** start of Reading text **

Skip to content

I Love Boosters Is A Live Action Looney Tune

It's the movie of all time.

I Love Boosters Is A Live Action Looney Tune
Image Source: I Love Boosters
Published:

I Love Boosters is a maximalist affair. The latest movie from Boots Riley is at once communist agitprop and also a rollicking comedy about a group of scammers in a magical realist version of the Bay Area and also a celebration of everything that cinema is and can be.

I am a bit of a cinema nerd. I studied cinema in college—both theory and production—and it was my pathway to thinking and writing about video games as art. There is simply nothing better than going to the movies and being delighted by moving images. And l Love Boosters is a testament to that delight that you can only feel when you’re watching a movie with a bunch of strangers, laughing, yelping and signing together in the dark.

Boosters is a movie about Corvette, played by Keke Palmer, a fashion designer and a member of the Velvet Gang, a group of boosters who steal designer clothes and sell them at discount prices. Her main target are the stores for Metro Designs, the flagship brand from genius designer Christine Smith, played by Demi Moore, who sees these boosters as her ultimate nemeses. But that stuffed-to-bursting premise is only the start. As far as I can tell, the aesthetic goal of I Love Boosters is to create the most movie of all time.

That means that the film is, on occasions, shaggy around the edges. After a totally coherent explanation of the theory of dialectical materialism (yes, really) in the back third of the movie, the zaniness that the movie runs on loses some steam. But the things Boots Riley shows us while zigging and zagging through the plot of the movie feels totally worth any quibbles I have about pacing. As much as I loved Riley’s first movie, Sorry To Bother You, that was very much a first film—a movie that felt like it had to contain everything that Riley thinks and believes, because he wasn’t sure there’d be a second one. While I Love Boosters rehashes some of the same ideas, it feels lighter, less burdened by being a debut. it’s that lightness that makes this movie so fun to watch.

** end of Reading text **

» Problem set:
1. Based on the review, do the following statements agree with it? Answer yes or no for each and quote the deciding words. (a) Keke Palmer plays Corvette. (b) The writer studied only cinema theory in college. (c) Sorry To Bother You was Boots Riley's second movie.
2. Turn the paragraph of the review beginning "Boosters is a movie about Corvette" into a short bulleted list that keeps its main facts.
3. Please revise the part of the review starting with "Boosters is a movie" and going on through "most movie of all time.", putting "Scarlet" in place of "Corvette".

** start of Dataset content **

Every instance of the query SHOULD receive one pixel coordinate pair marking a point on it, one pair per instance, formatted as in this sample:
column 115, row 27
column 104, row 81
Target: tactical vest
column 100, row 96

** end of Dataset content **

» Solution list:
1.
(a) Yes: "Corvette, played by Keke Palmer"
(b) No: "both theory and production"
(c) No: "Riley’s first movie, Sorry To Bother You"

2.
- The movie follows Corvette (Keke Palmer), a fashion designer in the Velvet Gang.
- The Velvet Gang are boosters who steal designer clothes and sell them at discount prices.
- Corvette mainly targets stores for Metro Designs, the flagship brand of genius designer Christine Smith (Demi Moore).
- Smith sees the boosters as her ultimate nemeses.
- That premise is only the start; the film's aesthetic goal seems to be to create the most movie of all time.

3.
Boosters is a movie about Scarlet, played by Keke Palmer, a fashion designer and a member of the Velvet Gang, a group of boosters who steal designer clothes and sell them at discount prices. Her main target are the stores for Metro Designs, the flagship brand from genius designer Christine Smith, played by Demi Moore, who sees these boosters as her ultimate nemeses. But that stuffed-to-bursting premise is only the start. As far as I can tell, the aesthetic goal of I Love Boosters is to create the most movie of all time.